• OBJECTIVE:
Gather every line from the entries below that contains the word "noun", matching its capitalization exactly.

____ EXERCISE INPUTS

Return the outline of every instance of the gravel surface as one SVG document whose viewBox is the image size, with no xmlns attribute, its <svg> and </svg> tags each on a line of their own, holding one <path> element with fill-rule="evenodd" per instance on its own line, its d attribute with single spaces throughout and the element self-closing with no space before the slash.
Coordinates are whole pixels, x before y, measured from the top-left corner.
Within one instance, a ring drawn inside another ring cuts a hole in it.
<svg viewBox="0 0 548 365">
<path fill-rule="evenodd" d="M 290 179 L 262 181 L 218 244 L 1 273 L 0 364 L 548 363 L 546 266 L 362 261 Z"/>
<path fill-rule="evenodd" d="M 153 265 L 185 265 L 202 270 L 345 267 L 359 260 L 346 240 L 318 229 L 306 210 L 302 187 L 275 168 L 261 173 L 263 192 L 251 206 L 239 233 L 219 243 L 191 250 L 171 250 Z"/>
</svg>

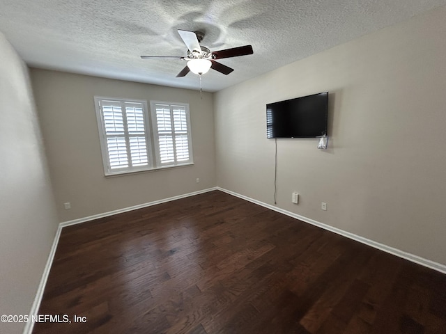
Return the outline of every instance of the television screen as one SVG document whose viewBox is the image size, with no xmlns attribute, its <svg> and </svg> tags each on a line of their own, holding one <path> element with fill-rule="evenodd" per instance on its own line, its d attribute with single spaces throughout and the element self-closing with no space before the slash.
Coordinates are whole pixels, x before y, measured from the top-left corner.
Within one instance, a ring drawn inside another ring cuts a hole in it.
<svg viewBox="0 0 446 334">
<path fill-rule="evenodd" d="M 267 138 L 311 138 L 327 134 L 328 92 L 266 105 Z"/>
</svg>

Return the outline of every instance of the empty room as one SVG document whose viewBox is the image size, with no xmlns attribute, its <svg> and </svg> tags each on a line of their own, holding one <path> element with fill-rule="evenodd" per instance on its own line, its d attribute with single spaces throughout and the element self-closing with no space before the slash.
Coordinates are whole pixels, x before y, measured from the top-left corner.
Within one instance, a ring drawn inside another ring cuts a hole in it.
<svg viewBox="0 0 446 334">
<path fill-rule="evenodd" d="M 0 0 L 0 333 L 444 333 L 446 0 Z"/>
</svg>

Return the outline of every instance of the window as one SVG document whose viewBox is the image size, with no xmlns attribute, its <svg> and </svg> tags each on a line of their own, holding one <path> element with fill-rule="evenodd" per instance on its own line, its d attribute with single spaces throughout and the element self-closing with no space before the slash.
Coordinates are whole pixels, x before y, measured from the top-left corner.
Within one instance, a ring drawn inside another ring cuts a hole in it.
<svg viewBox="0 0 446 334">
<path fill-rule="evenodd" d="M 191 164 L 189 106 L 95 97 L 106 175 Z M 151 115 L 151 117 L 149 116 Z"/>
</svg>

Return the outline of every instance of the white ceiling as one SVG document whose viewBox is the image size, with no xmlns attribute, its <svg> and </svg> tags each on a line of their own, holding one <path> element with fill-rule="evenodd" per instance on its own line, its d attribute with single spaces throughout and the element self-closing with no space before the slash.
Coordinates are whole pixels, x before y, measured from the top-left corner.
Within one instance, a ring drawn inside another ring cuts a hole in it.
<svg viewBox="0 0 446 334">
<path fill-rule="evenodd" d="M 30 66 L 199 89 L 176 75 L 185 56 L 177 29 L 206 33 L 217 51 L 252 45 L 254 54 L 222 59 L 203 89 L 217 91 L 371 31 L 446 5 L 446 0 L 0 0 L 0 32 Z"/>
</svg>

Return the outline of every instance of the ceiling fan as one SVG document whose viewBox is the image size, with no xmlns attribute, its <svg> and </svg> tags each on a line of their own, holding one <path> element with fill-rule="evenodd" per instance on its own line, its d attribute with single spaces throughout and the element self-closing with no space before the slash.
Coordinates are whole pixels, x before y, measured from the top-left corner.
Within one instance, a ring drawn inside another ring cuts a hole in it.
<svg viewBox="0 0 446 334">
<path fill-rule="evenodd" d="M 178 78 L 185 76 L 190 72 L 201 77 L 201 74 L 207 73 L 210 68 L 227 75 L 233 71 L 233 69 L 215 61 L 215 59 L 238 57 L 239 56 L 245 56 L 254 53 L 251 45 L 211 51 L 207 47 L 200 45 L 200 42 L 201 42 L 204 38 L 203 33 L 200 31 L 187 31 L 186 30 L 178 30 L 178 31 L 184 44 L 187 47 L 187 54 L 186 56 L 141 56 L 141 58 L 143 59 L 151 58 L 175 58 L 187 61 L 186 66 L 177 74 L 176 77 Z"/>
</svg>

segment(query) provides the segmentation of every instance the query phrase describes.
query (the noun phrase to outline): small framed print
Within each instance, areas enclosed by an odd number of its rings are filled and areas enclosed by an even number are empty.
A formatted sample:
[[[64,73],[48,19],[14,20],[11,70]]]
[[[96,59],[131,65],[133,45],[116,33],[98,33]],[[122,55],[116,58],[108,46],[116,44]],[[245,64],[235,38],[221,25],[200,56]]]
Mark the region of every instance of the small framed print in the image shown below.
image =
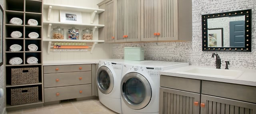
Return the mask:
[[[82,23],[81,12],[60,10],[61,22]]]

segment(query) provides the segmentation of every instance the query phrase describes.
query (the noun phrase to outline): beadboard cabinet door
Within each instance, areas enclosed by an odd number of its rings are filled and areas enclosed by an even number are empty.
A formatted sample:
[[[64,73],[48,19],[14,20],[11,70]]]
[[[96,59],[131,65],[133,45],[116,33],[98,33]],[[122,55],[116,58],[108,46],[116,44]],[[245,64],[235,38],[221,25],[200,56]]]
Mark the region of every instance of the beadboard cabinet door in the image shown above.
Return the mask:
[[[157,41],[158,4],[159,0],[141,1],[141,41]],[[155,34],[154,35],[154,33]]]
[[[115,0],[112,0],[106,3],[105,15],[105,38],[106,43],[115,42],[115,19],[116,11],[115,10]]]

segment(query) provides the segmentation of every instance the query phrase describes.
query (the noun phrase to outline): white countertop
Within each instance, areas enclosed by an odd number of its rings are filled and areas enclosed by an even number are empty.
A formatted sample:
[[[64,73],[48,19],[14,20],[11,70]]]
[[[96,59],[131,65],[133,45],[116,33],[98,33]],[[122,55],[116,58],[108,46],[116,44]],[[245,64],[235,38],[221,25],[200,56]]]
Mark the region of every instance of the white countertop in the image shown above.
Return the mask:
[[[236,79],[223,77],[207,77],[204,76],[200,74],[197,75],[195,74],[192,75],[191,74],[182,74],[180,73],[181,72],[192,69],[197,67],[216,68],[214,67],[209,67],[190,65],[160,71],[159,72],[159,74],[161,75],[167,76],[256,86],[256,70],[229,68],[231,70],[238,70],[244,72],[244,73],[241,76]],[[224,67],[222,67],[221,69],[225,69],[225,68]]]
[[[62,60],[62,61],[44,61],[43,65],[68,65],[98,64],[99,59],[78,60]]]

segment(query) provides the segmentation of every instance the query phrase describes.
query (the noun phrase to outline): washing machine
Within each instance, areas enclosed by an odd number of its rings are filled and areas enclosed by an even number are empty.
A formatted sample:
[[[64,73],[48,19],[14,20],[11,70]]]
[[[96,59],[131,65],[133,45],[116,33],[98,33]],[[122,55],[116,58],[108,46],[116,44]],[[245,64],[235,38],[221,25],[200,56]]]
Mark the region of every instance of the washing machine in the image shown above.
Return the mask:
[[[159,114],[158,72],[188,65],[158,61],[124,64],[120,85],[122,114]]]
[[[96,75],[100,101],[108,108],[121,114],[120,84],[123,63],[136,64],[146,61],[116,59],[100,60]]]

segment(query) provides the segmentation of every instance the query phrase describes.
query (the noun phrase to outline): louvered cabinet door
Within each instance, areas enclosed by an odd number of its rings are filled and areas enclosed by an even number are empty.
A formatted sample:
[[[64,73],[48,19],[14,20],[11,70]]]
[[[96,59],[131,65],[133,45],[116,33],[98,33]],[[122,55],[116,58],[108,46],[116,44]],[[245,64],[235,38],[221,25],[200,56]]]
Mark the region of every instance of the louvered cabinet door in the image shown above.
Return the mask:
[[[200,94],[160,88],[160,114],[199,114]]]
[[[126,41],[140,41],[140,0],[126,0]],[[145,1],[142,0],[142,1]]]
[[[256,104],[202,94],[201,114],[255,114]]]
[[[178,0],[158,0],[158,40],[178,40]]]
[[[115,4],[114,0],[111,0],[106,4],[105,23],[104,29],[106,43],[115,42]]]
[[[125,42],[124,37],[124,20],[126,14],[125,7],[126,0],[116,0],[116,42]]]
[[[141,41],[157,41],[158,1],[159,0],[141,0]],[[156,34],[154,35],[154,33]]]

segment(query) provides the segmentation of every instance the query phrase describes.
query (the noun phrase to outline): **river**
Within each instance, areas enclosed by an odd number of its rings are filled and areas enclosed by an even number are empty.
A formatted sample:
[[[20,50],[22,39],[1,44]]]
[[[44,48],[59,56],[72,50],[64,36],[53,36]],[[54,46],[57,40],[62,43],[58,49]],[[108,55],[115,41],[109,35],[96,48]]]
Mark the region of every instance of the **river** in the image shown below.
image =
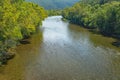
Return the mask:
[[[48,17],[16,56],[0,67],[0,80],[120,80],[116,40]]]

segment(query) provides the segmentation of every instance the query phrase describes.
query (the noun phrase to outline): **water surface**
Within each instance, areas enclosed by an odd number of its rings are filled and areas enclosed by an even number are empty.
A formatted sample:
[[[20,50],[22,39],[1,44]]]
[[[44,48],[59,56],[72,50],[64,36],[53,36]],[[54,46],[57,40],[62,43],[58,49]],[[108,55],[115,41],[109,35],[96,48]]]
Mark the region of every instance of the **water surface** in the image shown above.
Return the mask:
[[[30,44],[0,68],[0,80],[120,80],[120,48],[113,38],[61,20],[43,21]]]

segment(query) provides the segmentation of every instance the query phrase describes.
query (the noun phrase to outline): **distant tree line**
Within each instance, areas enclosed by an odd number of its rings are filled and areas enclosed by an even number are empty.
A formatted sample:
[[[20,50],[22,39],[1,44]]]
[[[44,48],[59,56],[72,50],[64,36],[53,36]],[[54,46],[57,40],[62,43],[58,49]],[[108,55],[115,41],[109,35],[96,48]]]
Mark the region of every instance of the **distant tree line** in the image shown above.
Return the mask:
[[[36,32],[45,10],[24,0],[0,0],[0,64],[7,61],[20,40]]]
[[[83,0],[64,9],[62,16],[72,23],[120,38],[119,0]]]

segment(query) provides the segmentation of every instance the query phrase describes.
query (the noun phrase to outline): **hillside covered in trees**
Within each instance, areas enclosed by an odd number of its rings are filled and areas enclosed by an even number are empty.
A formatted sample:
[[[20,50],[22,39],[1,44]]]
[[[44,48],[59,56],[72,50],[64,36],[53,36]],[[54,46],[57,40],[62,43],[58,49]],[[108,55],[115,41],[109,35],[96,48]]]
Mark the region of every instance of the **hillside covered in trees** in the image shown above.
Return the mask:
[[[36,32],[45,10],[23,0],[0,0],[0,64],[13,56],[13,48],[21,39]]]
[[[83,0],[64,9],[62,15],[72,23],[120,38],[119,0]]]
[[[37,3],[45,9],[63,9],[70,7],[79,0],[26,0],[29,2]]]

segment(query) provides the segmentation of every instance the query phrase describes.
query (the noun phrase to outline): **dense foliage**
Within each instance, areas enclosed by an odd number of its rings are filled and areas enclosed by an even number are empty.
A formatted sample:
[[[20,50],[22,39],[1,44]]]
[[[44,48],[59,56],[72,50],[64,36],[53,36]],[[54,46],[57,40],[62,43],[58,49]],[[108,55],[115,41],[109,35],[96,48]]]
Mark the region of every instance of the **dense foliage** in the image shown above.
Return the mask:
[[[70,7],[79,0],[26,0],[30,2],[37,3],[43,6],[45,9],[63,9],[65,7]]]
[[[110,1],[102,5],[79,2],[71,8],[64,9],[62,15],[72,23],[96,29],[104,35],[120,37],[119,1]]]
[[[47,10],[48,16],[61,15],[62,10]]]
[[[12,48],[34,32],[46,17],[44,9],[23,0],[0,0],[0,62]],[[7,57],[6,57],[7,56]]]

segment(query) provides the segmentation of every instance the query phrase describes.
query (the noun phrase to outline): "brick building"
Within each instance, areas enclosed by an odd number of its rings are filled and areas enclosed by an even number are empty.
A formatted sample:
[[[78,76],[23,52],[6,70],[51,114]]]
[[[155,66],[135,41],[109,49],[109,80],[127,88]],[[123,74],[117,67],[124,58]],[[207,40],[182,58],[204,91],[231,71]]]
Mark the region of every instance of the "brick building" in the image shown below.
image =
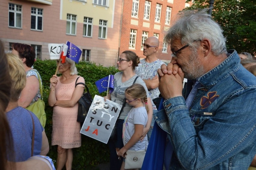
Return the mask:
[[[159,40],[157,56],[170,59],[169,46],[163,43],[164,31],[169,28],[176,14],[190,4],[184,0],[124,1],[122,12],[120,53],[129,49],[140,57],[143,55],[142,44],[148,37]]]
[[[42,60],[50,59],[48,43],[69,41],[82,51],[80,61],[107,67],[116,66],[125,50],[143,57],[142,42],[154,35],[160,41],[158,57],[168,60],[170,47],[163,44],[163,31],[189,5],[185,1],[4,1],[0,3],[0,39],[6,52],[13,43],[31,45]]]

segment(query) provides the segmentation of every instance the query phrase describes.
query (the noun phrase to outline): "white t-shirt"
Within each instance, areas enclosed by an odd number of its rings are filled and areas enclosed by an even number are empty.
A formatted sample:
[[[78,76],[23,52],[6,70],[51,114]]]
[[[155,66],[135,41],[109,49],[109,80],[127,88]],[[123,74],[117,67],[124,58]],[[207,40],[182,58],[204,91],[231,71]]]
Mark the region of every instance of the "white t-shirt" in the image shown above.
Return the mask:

________

• WRITTEN REPLY:
query (the noun phrase to outline): small framed print
query (the noun phrase to outline): beadboard cabinet door
query (the noun phrase to outline): white countertop
query (the noun phrase to outline): washing machine
query (the noun phrase to outline): louvered cabinet door
query (the noun phrase to outline): **river**
query (the noun phrase to outline): **water surface**
query (the noun phrase to outline): **distant tree line**
query (the noun phrase to outline): **hillside covered in trees**
query (the noun phrase to outline): **dense foliage**
query (the noun phrase to outline): "brick building"
query (the noun phrase to outline): "white t-shirt"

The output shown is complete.